(Records for this task)
*****
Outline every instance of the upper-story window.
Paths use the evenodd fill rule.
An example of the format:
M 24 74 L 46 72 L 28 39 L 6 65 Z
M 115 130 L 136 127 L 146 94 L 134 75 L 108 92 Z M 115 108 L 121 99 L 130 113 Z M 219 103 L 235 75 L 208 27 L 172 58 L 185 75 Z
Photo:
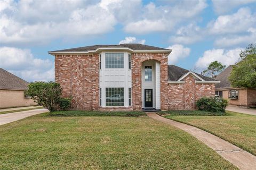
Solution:
M 106 53 L 106 68 L 124 68 L 124 53 Z
M 152 66 L 145 66 L 145 81 L 152 81 Z
M 131 54 L 128 54 L 128 62 L 129 62 L 129 68 L 131 69 L 131 63 L 132 61 L 132 58 L 131 58 Z
M 100 54 L 100 70 L 101 69 L 101 54 Z

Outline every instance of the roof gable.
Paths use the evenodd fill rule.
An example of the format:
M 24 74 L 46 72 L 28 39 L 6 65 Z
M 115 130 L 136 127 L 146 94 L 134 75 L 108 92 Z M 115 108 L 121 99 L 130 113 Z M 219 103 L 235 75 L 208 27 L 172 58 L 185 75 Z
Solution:
M 220 81 L 220 83 L 217 84 L 216 89 L 231 88 L 231 83 L 228 80 L 234 65 L 230 65 L 216 76 L 216 80 Z
M 188 75 L 192 75 L 197 81 L 217 81 L 216 80 L 195 73 L 193 71 L 177 66 L 174 65 L 168 65 L 168 81 L 180 82 Z
M 0 89 L 26 90 L 29 83 L 0 68 Z
M 166 52 L 171 52 L 172 50 L 169 49 L 165 49 L 160 47 L 157 47 L 151 46 L 148 46 L 140 44 L 122 44 L 119 45 L 95 45 L 90 46 L 85 46 L 78 48 L 69 48 L 49 52 L 50 54 L 54 53 L 89 53 L 95 52 L 99 49 L 126 49 L 132 51 L 164 51 Z

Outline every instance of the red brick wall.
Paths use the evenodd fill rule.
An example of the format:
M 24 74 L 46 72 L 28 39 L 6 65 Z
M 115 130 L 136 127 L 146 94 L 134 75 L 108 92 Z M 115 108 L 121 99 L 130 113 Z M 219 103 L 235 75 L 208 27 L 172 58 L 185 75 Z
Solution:
M 154 60 L 160 62 L 161 109 L 167 109 L 167 53 L 132 54 L 132 106 L 134 110 L 141 109 L 141 64 L 143 62 L 149 60 Z
M 247 103 L 248 107 L 256 106 L 256 89 L 247 89 Z
M 99 69 L 98 54 L 55 56 L 55 80 L 63 97 L 73 97 L 74 109 L 98 109 Z
M 196 109 L 198 99 L 214 95 L 214 84 L 196 83 L 195 80 L 189 75 L 184 79 L 184 83 L 168 84 L 169 110 Z
M 195 83 L 191 75 L 183 84 L 167 83 L 167 54 L 132 54 L 132 108 L 141 109 L 141 64 L 154 60 L 161 65 L 161 109 L 195 109 L 195 103 L 203 96 L 214 95 L 214 84 Z M 57 55 L 55 59 L 55 81 L 63 90 L 63 96 L 73 96 L 74 109 L 116 110 L 99 108 L 99 54 Z M 122 109 L 122 108 L 121 108 Z

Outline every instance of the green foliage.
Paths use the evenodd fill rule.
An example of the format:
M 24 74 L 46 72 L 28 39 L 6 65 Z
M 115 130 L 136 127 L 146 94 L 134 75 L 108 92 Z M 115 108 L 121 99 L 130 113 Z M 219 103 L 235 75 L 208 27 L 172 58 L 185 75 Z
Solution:
M 256 54 L 256 44 L 250 44 L 247 46 L 245 50 L 241 51 L 240 58 L 243 60 L 251 54 Z
M 172 116 L 223 116 L 226 114 L 223 112 L 211 112 L 204 110 L 168 110 L 157 112 L 162 116 L 170 115 Z
M 61 88 L 60 84 L 54 82 L 34 82 L 28 85 L 27 94 L 38 105 L 52 112 L 58 108 Z
M 233 66 L 229 77 L 235 87 L 256 88 L 256 44 L 250 45 L 240 54 L 242 60 Z
M 208 66 L 207 70 L 203 71 L 203 73 L 205 76 L 215 78 L 216 75 L 218 75 L 219 73 L 222 72 L 225 67 L 226 65 L 215 61 L 211 62 Z
M 101 112 L 87 110 L 68 110 L 55 111 L 50 113 L 51 116 L 146 116 L 144 112 Z
M 196 101 L 199 110 L 211 112 L 225 112 L 228 101 L 218 97 L 203 97 Z
M 61 98 L 59 103 L 59 108 L 62 110 L 66 110 L 70 108 L 71 100 L 71 98 Z

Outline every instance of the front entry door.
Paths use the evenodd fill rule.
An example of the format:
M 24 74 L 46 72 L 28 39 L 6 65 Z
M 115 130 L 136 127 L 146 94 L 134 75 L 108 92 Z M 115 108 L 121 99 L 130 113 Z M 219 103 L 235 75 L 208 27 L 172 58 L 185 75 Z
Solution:
M 145 89 L 144 107 L 153 107 L 153 89 Z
*****
(Exercise directions) Can you set out everything from the start of the records down to and including the line containing "M 166 52 L 171" as a numbered list, skipping blank lines and leaving out the pictures?

(Result of the task)
1. Outline every instance of the upper-story window.
2. Paths use the evenodd fill rule.
3. An example of the format:
4. M 24 74 L 46 72 L 28 39 L 6 65 Z
5. M 115 130 L 136 127 L 146 94 L 134 75 L 108 92 Z M 115 108 L 121 99 L 130 113 Z M 219 103 L 235 75 L 208 27 L 172 58 L 185 75 Z
6. Photo:
7. Solution:
8. M 106 53 L 106 68 L 124 68 L 124 53 Z
9. M 152 66 L 145 66 L 145 81 L 152 81 Z
10. M 131 54 L 128 54 L 128 62 L 129 62 L 129 68 L 131 69 L 131 63 L 132 61 L 132 58 L 131 58 Z
11. M 100 54 L 100 70 L 101 69 L 101 54 Z
12. Outline every instance of the roof gable.
13. Paths use the evenodd fill rule.
14. An example of the format:
15. M 24 74 L 46 72 L 28 39 L 6 65 Z
16. M 115 130 L 136 127 L 146 94 L 134 75 L 108 92 Z M 115 108 L 121 99 L 130 113 Z M 219 103 L 235 75 L 208 27 L 172 58 L 185 75 Z
17. Solution:
18. M 220 81 L 220 83 L 217 84 L 216 89 L 231 88 L 231 83 L 228 80 L 234 65 L 230 65 L 216 76 L 216 80 Z
19. M 188 75 L 192 75 L 197 81 L 217 81 L 216 80 L 195 73 L 193 71 L 177 66 L 174 65 L 168 65 L 168 81 L 180 82 Z
20. M 0 89 L 26 90 L 29 83 L 0 68 Z
21. M 166 52 L 171 52 L 172 50 L 169 49 L 165 49 L 160 47 L 157 47 L 151 46 L 148 46 L 140 44 L 122 44 L 119 45 L 95 45 L 90 46 L 85 46 L 78 48 L 69 48 L 49 52 L 50 54 L 54 53 L 89 53 L 95 52 L 99 49 L 126 49 L 132 51 L 164 51 Z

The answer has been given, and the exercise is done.